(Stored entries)
····················

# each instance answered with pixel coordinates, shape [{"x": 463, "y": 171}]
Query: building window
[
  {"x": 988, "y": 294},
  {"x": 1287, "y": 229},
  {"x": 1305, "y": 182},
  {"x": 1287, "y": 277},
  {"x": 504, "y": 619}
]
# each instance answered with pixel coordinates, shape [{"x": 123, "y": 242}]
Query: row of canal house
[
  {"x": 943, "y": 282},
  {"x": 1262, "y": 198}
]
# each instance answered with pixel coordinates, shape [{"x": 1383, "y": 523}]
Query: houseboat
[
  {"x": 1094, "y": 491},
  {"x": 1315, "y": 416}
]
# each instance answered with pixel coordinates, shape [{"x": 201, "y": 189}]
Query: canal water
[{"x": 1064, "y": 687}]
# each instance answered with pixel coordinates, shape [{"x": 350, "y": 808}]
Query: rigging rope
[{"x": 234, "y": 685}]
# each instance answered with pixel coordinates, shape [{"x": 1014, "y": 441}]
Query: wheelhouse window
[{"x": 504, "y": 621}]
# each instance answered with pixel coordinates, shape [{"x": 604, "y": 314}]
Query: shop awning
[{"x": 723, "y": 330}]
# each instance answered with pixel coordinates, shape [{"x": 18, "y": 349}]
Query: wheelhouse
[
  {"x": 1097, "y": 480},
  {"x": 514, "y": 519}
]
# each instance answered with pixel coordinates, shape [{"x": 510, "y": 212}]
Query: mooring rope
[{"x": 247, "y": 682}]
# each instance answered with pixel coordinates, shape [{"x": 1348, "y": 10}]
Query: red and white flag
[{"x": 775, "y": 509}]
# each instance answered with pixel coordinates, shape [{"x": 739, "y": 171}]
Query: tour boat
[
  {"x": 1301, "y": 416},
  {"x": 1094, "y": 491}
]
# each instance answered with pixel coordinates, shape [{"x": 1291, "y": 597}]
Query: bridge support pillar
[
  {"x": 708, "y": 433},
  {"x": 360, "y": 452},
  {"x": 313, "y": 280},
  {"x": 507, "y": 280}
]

····················

Please count the lines in the entries above that contain the string "answered", matching case exactly, and reply with only that number.

12